Image point annotation entries:
——

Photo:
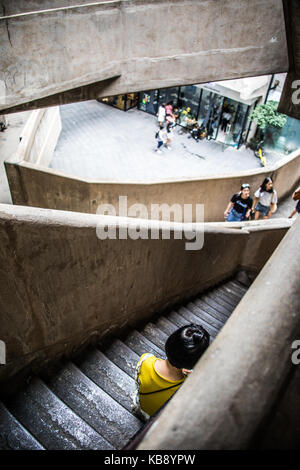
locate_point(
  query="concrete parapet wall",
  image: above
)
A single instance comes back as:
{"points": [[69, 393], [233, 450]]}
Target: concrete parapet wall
{"points": [[69, 287], [39, 137], [40, 187], [62, 47], [236, 383]]}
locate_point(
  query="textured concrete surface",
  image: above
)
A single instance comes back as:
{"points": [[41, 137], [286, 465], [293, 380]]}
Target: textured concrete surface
{"points": [[242, 374], [99, 141], [9, 141], [71, 287], [49, 52]]}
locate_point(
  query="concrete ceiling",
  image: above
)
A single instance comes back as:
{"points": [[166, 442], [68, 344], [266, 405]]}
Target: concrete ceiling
{"points": [[52, 52]]}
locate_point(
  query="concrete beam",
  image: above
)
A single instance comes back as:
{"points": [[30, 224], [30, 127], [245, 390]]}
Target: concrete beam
{"points": [[290, 98], [149, 44]]}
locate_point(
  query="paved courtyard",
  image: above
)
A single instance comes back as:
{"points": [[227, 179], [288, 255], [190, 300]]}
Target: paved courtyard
{"points": [[102, 142]]}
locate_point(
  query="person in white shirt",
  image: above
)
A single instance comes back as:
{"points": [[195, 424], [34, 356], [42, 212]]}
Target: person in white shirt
{"points": [[265, 200], [161, 115], [161, 136]]}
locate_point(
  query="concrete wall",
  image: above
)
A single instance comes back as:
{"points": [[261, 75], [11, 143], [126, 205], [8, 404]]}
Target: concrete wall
{"points": [[40, 187], [61, 286], [49, 52], [235, 384], [39, 137]]}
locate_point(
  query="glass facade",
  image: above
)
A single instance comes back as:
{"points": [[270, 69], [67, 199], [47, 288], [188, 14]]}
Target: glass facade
{"points": [[286, 139], [123, 102], [202, 107]]}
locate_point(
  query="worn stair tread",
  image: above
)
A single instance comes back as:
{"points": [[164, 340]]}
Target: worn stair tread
{"points": [[52, 422], [211, 319], [216, 305], [231, 301], [140, 344], [13, 436], [177, 319], [155, 335], [224, 307], [233, 294], [238, 288], [114, 381], [192, 318], [200, 307], [110, 419], [166, 326], [123, 356], [207, 308], [219, 300]]}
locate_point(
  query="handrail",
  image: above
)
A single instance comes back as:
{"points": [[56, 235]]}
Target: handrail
{"points": [[234, 385]]}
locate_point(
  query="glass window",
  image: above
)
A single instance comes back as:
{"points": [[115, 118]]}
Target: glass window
{"points": [[167, 95], [210, 112], [148, 101]]}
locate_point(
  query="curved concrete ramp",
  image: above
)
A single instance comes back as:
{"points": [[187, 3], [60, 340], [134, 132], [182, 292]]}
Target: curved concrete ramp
{"points": [[125, 46]]}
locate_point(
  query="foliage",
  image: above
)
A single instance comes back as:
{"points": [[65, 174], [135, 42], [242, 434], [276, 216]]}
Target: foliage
{"points": [[267, 115]]}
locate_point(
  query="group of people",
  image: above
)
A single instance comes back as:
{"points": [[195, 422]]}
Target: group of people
{"points": [[243, 207], [158, 379], [166, 117]]}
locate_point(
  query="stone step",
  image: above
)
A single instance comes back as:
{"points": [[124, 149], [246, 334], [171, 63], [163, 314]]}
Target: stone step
{"points": [[13, 436], [114, 381], [203, 316], [231, 301], [140, 344], [92, 404], [123, 356], [155, 335], [166, 326], [192, 318], [52, 422]]}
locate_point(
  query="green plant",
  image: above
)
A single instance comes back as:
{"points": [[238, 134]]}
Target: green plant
{"points": [[266, 115]]}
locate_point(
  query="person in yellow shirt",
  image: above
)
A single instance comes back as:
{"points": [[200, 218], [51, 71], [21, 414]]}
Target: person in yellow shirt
{"points": [[158, 379]]}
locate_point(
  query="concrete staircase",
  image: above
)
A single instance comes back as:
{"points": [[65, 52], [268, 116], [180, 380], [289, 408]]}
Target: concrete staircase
{"points": [[86, 404]]}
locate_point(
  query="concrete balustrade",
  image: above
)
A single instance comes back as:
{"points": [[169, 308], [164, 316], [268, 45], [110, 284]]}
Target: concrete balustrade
{"points": [[33, 184], [62, 287], [247, 372]]}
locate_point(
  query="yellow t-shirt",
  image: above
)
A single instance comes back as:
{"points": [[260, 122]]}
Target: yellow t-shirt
{"points": [[151, 381]]}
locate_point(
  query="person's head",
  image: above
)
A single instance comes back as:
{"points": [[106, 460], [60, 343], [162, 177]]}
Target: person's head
{"points": [[186, 345], [267, 185], [245, 190]]}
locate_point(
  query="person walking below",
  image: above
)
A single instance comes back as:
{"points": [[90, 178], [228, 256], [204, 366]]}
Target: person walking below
{"points": [[240, 205], [296, 197], [265, 200], [161, 115], [170, 135], [161, 137]]}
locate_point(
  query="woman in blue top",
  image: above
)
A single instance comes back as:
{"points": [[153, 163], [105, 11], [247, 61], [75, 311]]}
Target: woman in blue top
{"points": [[240, 205]]}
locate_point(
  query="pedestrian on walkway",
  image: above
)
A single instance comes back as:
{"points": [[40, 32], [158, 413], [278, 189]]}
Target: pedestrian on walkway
{"points": [[240, 205], [161, 137], [265, 200], [161, 115], [170, 135], [296, 197]]}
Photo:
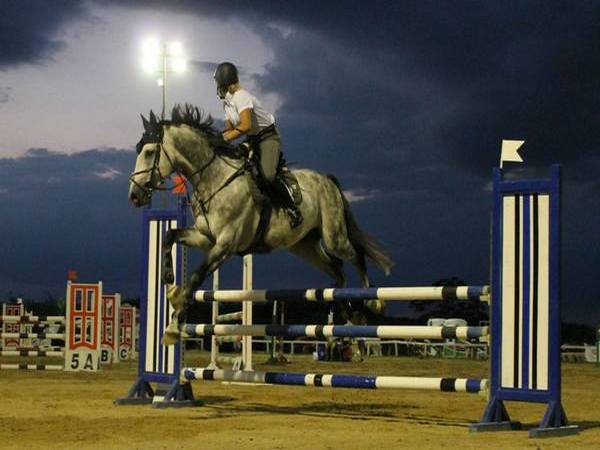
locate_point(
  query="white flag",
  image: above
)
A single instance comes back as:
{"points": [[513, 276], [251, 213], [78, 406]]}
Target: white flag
{"points": [[510, 151]]}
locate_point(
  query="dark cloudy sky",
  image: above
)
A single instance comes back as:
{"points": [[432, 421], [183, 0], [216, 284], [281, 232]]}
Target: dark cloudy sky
{"points": [[406, 102]]}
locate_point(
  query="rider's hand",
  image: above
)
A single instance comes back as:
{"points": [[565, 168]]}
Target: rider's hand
{"points": [[217, 141]]}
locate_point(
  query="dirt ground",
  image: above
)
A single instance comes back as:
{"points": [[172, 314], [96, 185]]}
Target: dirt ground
{"points": [[75, 410]]}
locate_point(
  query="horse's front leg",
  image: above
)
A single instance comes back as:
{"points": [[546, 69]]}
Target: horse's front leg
{"points": [[181, 298]]}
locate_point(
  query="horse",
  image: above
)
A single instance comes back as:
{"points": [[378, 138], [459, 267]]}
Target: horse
{"points": [[227, 214]]}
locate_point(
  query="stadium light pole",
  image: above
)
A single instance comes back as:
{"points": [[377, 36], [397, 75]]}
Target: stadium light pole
{"points": [[160, 60]]}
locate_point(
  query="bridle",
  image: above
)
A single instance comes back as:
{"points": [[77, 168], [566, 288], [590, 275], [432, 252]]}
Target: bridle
{"points": [[153, 138], [156, 137]]}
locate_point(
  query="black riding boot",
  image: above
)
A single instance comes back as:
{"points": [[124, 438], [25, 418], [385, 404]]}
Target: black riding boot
{"points": [[287, 200]]}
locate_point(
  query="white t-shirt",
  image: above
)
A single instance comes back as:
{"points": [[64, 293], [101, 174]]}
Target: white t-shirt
{"points": [[235, 103]]}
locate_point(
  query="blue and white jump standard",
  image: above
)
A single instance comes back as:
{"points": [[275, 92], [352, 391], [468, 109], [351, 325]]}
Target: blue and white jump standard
{"points": [[524, 315]]}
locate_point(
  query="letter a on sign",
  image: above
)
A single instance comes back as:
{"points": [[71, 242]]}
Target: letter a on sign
{"points": [[510, 151]]}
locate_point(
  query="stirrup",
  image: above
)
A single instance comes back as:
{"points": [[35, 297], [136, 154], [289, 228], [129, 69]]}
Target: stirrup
{"points": [[294, 217]]}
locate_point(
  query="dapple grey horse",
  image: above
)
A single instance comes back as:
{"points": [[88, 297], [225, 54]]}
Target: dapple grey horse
{"points": [[227, 216]]}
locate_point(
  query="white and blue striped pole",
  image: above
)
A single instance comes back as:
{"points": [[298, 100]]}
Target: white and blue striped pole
{"points": [[326, 331], [470, 385], [423, 293]]}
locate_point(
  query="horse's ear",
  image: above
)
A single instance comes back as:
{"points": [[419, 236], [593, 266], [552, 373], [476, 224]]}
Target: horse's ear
{"points": [[144, 122]]}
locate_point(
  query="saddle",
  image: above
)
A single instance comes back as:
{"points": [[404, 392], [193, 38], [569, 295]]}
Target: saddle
{"points": [[284, 193]]}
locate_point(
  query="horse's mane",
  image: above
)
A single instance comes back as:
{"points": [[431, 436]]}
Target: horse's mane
{"points": [[192, 116]]}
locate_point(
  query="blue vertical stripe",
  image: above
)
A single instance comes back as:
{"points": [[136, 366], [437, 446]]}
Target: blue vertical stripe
{"points": [[526, 289]]}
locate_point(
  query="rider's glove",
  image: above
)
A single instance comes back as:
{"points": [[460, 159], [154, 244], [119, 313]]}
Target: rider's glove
{"points": [[217, 141]]}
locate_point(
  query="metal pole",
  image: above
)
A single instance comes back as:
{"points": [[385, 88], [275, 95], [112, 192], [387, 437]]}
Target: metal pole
{"points": [[247, 313], [214, 349], [164, 52]]}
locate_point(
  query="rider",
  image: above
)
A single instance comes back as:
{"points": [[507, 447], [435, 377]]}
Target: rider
{"points": [[245, 116]]}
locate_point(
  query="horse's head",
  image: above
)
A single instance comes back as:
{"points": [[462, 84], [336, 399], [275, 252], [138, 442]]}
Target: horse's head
{"points": [[152, 166]]}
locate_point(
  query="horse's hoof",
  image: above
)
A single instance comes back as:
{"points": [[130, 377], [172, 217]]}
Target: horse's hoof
{"points": [[172, 335], [168, 277], [376, 306], [176, 296], [170, 338]]}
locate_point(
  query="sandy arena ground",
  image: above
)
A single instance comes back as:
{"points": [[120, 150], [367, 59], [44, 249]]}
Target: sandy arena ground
{"points": [[66, 410]]}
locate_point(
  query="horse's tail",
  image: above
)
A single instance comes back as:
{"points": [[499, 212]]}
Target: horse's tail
{"points": [[364, 244]]}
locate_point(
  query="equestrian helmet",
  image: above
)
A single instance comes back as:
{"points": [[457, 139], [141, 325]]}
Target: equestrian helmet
{"points": [[226, 75]]}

——

> Directions: Select every line of the data above that contains the string "vertical", matching case exactly.

> Result:
  query="blue vertical stripe",
Target: blue vertical stripe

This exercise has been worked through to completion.